━━ DATA ━━

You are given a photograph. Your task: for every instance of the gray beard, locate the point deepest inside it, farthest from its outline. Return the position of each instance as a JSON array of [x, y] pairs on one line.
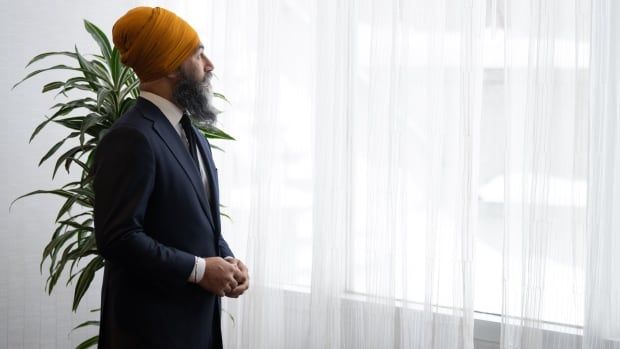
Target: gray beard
[[195, 97]]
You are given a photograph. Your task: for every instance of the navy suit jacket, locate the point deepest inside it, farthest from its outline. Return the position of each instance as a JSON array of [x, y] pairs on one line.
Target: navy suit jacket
[[152, 216]]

━━━

■ PROBLEM REQUIREMENTS: Could you render the data, starting with the line that contains "of the navy" and going on through the end of the data, as a numbered list with blank lines left out?

■ SOLUTION FOR THIS TASK:
1. You are given a photograph. Your task: for every instance of the navy suit jacket, locate the point deepest inside it, farthest from its outline. Return the position of each instance as a JSON array of [x, y] pairs on one line.
2. Target: navy suit jacket
3. [[152, 216]]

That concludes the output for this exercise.